- _STATED TASK_
Quote the lines from the line holding "locate the blurred" to the very end of the listing, exactly, and no others.

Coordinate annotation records
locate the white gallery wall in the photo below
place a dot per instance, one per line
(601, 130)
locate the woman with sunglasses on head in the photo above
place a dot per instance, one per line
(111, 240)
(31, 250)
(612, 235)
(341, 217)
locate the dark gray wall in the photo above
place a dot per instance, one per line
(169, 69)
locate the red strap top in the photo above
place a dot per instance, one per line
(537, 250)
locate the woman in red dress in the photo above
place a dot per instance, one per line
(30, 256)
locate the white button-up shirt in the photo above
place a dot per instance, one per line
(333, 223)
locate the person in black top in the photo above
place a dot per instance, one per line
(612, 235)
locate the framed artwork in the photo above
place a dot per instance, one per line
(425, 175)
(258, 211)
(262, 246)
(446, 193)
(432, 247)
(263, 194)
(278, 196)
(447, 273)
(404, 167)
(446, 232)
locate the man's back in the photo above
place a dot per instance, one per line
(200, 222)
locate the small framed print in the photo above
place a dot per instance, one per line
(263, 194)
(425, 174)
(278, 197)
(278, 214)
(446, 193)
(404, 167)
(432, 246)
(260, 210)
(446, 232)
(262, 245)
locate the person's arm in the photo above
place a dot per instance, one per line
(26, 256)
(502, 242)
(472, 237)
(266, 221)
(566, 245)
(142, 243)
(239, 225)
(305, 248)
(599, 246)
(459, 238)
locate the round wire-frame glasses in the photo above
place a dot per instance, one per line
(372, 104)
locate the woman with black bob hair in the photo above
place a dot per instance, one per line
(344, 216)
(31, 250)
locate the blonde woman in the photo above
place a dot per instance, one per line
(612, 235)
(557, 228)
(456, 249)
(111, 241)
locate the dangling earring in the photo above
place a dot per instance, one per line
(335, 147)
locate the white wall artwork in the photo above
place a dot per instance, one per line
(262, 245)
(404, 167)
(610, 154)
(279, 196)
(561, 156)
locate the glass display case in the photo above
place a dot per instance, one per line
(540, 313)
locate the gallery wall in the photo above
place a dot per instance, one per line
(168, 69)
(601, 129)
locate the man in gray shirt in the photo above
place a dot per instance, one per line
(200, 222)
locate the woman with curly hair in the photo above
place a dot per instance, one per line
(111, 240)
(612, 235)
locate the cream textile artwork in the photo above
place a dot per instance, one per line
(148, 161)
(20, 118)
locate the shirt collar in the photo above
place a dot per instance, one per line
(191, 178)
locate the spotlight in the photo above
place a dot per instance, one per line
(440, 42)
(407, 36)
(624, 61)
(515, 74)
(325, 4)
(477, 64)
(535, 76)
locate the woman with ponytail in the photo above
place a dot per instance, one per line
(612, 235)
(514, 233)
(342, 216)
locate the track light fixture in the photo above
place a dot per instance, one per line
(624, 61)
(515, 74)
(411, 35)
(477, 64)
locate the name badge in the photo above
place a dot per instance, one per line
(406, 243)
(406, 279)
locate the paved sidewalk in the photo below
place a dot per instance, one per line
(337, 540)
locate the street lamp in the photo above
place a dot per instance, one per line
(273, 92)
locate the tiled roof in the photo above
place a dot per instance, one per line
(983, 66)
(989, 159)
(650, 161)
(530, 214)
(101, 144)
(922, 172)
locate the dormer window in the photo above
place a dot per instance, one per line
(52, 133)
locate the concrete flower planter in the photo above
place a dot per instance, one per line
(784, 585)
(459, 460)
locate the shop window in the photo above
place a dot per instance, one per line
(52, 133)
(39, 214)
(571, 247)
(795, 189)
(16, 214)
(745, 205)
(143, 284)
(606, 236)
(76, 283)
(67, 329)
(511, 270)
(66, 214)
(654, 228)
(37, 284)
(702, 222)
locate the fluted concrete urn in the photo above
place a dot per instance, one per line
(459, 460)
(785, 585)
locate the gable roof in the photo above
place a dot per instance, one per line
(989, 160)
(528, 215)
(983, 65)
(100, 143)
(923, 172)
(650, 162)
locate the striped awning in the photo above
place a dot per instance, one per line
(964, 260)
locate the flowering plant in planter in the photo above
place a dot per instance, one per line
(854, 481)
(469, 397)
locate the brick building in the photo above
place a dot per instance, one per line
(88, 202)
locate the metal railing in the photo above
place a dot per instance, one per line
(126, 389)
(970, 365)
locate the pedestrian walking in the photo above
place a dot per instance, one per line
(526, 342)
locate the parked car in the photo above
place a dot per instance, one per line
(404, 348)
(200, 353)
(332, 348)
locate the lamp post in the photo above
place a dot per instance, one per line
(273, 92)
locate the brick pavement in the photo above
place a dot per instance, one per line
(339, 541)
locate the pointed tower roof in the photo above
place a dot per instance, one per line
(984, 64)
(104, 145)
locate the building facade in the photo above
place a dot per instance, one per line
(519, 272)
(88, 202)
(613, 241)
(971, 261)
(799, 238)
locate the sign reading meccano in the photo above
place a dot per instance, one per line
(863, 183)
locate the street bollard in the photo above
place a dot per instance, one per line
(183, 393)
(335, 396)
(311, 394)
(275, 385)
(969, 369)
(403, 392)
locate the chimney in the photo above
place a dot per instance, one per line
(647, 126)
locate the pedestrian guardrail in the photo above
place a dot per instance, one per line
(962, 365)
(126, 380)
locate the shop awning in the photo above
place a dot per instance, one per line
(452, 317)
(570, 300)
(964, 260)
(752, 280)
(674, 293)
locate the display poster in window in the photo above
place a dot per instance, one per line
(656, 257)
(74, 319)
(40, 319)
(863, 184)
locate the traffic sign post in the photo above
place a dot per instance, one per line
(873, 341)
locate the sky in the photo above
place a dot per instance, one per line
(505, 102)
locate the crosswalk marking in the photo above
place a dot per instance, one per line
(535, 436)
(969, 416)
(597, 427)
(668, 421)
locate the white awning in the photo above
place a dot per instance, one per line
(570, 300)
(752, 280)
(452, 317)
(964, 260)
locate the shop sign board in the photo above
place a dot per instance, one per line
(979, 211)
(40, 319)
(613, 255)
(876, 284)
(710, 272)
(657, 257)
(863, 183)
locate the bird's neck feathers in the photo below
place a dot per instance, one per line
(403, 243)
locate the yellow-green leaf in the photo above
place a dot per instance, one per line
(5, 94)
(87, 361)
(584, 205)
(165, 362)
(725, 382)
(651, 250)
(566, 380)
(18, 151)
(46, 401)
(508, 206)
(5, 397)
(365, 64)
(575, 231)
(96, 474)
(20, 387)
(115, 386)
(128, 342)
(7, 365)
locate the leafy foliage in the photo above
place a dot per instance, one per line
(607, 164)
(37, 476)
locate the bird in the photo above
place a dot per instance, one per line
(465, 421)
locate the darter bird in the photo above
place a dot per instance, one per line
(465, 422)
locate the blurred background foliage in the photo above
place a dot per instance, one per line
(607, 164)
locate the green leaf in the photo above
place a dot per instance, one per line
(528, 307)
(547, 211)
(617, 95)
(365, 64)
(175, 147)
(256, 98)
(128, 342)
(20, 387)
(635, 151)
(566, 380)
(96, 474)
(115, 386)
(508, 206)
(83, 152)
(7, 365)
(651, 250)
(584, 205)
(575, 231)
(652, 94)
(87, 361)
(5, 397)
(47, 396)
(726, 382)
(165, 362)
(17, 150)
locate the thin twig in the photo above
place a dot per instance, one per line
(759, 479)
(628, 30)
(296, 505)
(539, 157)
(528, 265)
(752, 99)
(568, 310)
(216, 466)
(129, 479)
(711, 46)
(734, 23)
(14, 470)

- _TASK ANSWER_
locate the blurred background foliage in the photo above
place a dot per instance, one per line
(607, 164)
locate the green leaf in the photo above
place a dot per instance, one per line
(528, 307)
(547, 211)
(617, 95)
(365, 64)
(175, 147)
(256, 98)
(128, 342)
(20, 387)
(635, 151)
(566, 380)
(96, 474)
(115, 386)
(508, 206)
(83, 152)
(7, 365)
(651, 250)
(584, 205)
(575, 231)
(652, 94)
(87, 361)
(5, 397)
(47, 396)
(726, 382)
(165, 362)
(17, 150)
locate the thin twig in the photo above
place a dot per instance, one per line
(759, 479)
(628, 30)
(296, 505)
(539, 157)
(528, 265)
(752, 99)
(568, 310)
(216, 466)
(129, 479)
(711, 46)
(734, 23)
(14, 470)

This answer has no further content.